__Study text__
CAITY: ‘Learning/Unlearning’ was just me trying to tell myself not to have regrets about the past – a self-help song! I think a lot of women especially can look back and see that the way they thought about themselves and allowed themselves to be treated was ill advised and damaging, and it’s hard sometimes not to see that as wasted time. There’s a lot of bad ideas we internalise that take a lifetime to unlearn, so it’s really about going easy on yourself and allowing for the fact that you have to go through things to learn from them.

I also really love the piano, drums and bass combo in song ‘Jewels’; how did that song get started?

CAITY: ‘Jewels’ started with just the piano and vocals, which Nat and Anetta then added their parts to. We had a song on our last album that was just piano, bass and drums that we really liked so I suppose we were going for something similarly simple, but then we ended up adding lots of different vocal layers to the second part in the recording and it became a bit of a different beast. We really like this song though, possibly because it’s the newest and we’re not sick of it yet. We actually only had a chance to play it live once before all our shows got cancelled!

__Dataset__
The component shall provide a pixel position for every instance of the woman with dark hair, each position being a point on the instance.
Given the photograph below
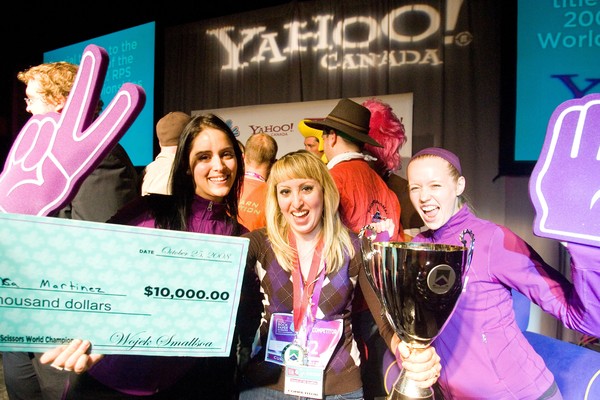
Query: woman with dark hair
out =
(206, 180)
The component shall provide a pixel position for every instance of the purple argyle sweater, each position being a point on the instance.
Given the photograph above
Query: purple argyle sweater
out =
(342, 374)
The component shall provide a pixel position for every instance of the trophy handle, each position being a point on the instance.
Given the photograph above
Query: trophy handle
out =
(471, 246)
(407, 389)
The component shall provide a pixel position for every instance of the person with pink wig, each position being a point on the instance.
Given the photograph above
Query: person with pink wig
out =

__What you have to do__
Reproduce the interview word for word from "CAITY: ‘Learning/Unlearning’ was" to "song get started?". Rely only on the interview.

__Answer box__
CAITY: ‘Learning/Unlearning’ was just me trying to tell myself not to have regrets about the past – a self-help song! I think a lot of women especially can look back and see that the way they thought about themselves and allowed themselves to be treated was ill advised and damaging, and it’s hard sometimes not to see that as wasted time. There’s a lot of bad ideas we internalise that take a lifetime to unlearn, so it’s really about going easy on yourself and allowing for the fact that you have to go through things to learn from them.

I also really love the piano, drums and bass combo in song ‘Jewels’; how did that song get started?